What is being asked: Word for word, transcribe the lines from the one containing "Each instance receives exactly one keypoint. Tag the weathered" through the end of the entries, both included, and nothing else.

Records to use:
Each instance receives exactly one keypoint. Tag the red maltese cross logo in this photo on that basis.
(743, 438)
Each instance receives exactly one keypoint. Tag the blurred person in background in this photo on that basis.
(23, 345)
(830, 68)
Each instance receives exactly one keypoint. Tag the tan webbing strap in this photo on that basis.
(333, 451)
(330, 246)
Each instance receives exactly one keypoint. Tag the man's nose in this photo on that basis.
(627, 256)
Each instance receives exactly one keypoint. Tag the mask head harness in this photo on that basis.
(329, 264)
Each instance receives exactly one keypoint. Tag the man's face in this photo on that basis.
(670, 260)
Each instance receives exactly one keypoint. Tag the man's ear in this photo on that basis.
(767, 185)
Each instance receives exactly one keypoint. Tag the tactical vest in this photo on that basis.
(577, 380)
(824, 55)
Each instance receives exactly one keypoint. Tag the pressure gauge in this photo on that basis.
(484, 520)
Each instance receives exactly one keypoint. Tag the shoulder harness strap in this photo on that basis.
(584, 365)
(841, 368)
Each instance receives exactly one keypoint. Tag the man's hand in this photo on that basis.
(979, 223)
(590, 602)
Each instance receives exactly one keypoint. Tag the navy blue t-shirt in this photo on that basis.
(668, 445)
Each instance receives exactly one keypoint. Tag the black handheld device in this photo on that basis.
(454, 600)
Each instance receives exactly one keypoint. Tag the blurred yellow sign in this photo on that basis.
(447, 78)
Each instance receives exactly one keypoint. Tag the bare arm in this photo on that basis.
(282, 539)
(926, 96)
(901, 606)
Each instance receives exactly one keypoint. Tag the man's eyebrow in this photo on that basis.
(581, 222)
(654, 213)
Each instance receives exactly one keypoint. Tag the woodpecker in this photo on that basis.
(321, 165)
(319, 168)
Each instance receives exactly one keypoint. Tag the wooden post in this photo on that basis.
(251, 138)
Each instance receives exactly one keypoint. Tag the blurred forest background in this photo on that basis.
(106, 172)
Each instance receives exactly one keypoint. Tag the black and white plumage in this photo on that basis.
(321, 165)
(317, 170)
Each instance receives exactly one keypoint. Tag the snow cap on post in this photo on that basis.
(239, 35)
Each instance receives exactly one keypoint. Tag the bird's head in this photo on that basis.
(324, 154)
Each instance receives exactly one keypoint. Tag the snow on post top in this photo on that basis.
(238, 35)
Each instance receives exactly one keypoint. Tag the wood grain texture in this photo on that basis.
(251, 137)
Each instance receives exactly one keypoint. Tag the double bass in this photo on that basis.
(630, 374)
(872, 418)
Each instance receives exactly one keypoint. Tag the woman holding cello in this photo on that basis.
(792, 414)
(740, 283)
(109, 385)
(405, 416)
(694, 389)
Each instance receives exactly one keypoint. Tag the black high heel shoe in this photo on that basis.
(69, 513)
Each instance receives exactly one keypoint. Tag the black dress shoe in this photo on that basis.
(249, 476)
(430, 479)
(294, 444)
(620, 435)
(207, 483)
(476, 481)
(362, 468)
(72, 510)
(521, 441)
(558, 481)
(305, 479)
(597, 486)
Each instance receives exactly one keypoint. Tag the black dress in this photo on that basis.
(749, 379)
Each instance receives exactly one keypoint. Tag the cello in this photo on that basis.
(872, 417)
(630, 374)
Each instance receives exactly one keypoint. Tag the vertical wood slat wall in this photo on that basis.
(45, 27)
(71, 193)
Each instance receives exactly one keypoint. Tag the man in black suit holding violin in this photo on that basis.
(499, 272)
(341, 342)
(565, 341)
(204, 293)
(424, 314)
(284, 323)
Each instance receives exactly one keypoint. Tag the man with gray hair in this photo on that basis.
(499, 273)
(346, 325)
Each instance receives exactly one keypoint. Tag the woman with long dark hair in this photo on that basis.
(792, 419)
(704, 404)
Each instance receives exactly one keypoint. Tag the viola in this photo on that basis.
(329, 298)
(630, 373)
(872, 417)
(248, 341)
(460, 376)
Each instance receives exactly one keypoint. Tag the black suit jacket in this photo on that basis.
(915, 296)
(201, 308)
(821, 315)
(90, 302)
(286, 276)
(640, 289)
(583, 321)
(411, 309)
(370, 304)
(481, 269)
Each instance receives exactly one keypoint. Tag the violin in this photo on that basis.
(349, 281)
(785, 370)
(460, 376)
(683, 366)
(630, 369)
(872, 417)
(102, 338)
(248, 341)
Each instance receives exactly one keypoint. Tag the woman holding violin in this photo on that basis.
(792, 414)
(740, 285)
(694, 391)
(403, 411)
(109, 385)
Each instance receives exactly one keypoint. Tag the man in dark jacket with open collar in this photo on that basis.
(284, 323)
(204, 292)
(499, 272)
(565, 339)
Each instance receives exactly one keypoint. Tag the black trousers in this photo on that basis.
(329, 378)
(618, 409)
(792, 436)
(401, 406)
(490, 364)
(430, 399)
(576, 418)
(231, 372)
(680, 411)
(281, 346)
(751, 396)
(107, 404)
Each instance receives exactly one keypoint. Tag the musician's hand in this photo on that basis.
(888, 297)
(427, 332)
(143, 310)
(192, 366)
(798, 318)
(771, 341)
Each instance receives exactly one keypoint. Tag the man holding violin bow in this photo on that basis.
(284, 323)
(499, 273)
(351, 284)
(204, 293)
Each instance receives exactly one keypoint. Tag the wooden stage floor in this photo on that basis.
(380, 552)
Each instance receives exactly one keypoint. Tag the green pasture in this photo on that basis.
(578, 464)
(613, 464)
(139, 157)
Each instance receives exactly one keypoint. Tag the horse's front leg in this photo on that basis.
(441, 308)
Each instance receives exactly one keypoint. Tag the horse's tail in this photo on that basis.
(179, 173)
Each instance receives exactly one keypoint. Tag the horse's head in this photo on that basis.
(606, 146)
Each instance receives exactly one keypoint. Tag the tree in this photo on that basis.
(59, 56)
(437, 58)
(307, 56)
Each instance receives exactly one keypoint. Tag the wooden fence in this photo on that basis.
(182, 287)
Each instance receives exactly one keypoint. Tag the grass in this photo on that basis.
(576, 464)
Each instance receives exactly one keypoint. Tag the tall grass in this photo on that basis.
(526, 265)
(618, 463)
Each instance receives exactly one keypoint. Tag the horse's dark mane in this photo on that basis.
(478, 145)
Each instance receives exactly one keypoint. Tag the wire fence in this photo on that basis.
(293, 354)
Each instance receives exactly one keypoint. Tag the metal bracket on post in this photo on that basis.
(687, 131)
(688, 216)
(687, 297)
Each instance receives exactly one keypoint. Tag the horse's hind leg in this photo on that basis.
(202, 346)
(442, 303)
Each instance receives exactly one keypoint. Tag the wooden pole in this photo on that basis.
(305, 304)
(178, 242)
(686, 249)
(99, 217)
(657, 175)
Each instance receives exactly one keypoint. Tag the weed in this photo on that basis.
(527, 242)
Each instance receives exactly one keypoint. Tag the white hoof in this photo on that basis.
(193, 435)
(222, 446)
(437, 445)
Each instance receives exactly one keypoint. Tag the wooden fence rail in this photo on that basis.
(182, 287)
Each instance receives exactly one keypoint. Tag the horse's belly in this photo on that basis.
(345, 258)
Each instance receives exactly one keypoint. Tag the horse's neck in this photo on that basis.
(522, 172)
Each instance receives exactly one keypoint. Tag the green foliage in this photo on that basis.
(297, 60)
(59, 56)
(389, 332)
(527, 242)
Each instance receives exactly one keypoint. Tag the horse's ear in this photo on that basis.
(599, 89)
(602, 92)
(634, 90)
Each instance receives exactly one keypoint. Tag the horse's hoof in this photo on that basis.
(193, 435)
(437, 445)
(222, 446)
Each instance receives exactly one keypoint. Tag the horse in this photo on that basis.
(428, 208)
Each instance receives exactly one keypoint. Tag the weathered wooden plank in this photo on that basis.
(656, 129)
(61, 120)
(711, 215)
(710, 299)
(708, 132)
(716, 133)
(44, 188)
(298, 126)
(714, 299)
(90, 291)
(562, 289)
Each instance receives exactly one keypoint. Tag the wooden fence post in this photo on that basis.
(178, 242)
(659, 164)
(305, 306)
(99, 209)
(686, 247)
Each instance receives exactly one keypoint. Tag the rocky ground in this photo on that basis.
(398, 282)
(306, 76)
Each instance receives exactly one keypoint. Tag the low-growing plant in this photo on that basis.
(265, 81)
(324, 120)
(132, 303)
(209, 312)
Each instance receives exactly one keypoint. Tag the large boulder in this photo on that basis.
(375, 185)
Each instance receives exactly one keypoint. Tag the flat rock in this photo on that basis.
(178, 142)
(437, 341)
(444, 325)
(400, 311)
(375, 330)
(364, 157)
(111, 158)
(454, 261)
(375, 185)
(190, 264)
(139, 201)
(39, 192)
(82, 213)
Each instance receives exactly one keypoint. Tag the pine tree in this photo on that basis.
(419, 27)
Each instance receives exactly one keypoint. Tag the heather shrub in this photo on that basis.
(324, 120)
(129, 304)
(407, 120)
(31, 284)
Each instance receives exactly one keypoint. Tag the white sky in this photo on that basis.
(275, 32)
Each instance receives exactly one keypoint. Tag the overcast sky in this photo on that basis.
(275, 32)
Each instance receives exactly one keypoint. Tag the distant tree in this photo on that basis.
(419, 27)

The solution:
Each instance receives exactly one keypoint. Tag the weathered wooden plank in this photo on that basis.
(656, 129)
(61, 120)
(711, 215)
(710, 299)
(708, 132)
(716, 133)
(44, 188)
(298, 126)
(714, 299)
(90, 291)
(562, 289)
Each instance receives exactly one keypoint. Tag the wooden fence post in this photo on that basis.
(178, 242)
(659, 164)
(305, 306)
(99, 209)
(686, 247)
Each instance receives exactly one keypoint. Tag the rocky ground in this photo on that basis.
(398, 282)
(306, 76)
Each instance receives exactly one keypoint. Tag the low-growing plant in this photo on that basis.
(265, 81)
(324, 120)
(132, 303)
(209, 312)
Each instance receives exactly one keypoint. Tag the large boulder in this photo on that basis.
(375, 185)
Each instance receives exactly one keypoint. Tag the flat rock in this photo on that basis.
(178, 142)
(437, 341)
(444, 325)
(400, 311)
(375, 330)
(364, 157)
(111, 158)
(454, 261)
(375, 185)
(190, 264)
(139, 201)
(39, 192)
(82, 213)
Each instance receives exactly one keypoint. Tag the pine tree in this photo on that basis.
(419, 27)
Each instance receives exactly one keypoint. Tag the heather shrub in this photo on that basis.
(324, 120)
(129, 304)
(407, 120)
(31, 284)
Each instance receives exactly one keypoint. Tag the white sky in this photo on that basis.
(275, 32)
Each instance receives exactly one keypoint. Tag the overcast sky in this photo on that basis.
(275, 32)
Each instance receives exactly one keypoint. Tag the distant tree in this photo on that basis.
(419, 27)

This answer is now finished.